**** EXTRAIT DU DOCUMENT

Créé en 1996 par Christian Rey, Marseille Innovation est le plus grand centre européen d’entreprises et d’innovation (CEEI) de la région PACA. Il compte quatre pépinières et hôtels d’entreprises pour héberger et accompagner des start-up en phase de d’amorçage. Son fondateur et directeur revient sur l’ouverture de son dernier incubateur.

Décideurs. « Accélérateur de croissance » est votre slogan. Comment accompagnez-vous les start-up ?

Christian Rey. Marseille innovation cultive depuis toujours une double ambition : être à la fois accélérateur de croissance et attracteur de talents. Nous proposons ainsi un accompagnement et un coaching complet personnalisé pendant quatre ans, destiné à couvrir les phases clés des start-up innovantes, allant de la création au développement. Nous offrons un environnement, des locaux, des conseils... Ce n’est certes pas original, mais nous sommes désormais présents dans des lieux centraux. Marseille Innovation est né sur un technopôle tourné vers les sciences de l’ingénieur et a rapidement pris une dimension numérique avec l’évolution de la technologie. La dynamique que nous avons engagée depuis vingt ans sur les deux sites du technopôle de Château-Gombert (13e arrondissement de Marseille) a produit ses fruits et assure maintenant un tiers des emplois sur le secteur du numérique !

Quelles synergies espérez-vous créer ?

Nos programmes aident les grandes entreprises à se transformer. Cinq ans en arrière, les grands groupes et les start-up évoluaient dans deux mondes bien séparés et les gros mangeaient les petits. Aujourd’hui, ils cohabitent ensemble et s’apportent mutuellement une expertise et une expérience particulière. De plus, toutes les banques majeures ont pris conscience du violent impact du digital sur leurs activités. Elles se dotent alors d’espaces où elles peuvent expérimenter des concepts en lien avec la transformation numérique, ce qui passe par l’accueil de start-up. Elles ont une pression maximale et se rapprochent alors d’écosystèmes comme les nôtres afin de trouver une partie des solutions à leurs problèmes. C’est une situation « gagnant-gagnant » ! Les petites et jeunes entreprises grandissent plus vite et les grandes s’habituent à leur présence.

Comment se répartissent vos différentes pépinières ?

********
**** DONNÉES FOURNIES

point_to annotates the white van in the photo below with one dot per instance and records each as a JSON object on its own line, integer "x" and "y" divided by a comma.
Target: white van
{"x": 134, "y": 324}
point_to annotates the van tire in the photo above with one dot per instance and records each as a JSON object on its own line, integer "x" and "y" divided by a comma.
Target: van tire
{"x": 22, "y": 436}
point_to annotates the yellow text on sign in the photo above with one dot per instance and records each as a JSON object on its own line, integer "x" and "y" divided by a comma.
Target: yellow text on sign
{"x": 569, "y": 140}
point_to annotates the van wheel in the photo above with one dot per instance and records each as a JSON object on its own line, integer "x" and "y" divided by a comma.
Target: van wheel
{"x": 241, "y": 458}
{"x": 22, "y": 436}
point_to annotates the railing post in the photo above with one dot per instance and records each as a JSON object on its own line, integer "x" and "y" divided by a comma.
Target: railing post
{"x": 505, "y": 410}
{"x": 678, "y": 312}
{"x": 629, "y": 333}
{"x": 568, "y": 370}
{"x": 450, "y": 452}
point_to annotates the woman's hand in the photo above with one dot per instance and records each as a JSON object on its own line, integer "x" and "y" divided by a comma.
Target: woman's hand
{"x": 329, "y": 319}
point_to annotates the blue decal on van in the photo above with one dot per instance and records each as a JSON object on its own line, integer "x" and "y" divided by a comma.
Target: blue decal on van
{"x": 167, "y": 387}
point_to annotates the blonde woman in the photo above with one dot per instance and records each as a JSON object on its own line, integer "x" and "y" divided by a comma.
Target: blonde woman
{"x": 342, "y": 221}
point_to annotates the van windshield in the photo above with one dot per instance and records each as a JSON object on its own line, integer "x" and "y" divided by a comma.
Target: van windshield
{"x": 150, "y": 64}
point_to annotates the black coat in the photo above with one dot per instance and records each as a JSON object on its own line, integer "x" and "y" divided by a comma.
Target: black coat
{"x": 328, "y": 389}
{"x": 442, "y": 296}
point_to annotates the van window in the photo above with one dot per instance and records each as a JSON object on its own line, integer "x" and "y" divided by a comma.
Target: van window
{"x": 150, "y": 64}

********

VOTRE OBJECTIF: Recopiez, dans l'extrait sur Marseille Innovation, le passage qui commence à « Christian Rey. Marseille » et se termine à « secteur du numérique ! ».

RÉPONSE À L'EXERCICE:
Christian Rey. Marseille innovation cultive depuis toujours une double ambition : être à la fois accélérateur de croissance et attracteur de talents. Nous proposons ainsi un accompagnement et un coaching complet personnalisé pendant quatre ans, destiné à couvrir les phases clés des start-up innovantes, allant de la création au développement. Nous offrons un environnement, des locaux, des conseils... Ce n’est certes pas original, mais nous sommes désormais présents dans des lieux centraux. Marseille Innovation est né sur un technopôle tourné vers les sciences de l’ingénieur et a rapidement pris une dimension numérique avec l’évolution de la technologie. La dynamique que nous avons engagée depuis vingt ans sur les deux sites du technopôle de Château-Gombert (13e arrondissement de Marseille) a produit ses fruits et assure maintenant un tiers des emplois sur le secteur du numérique !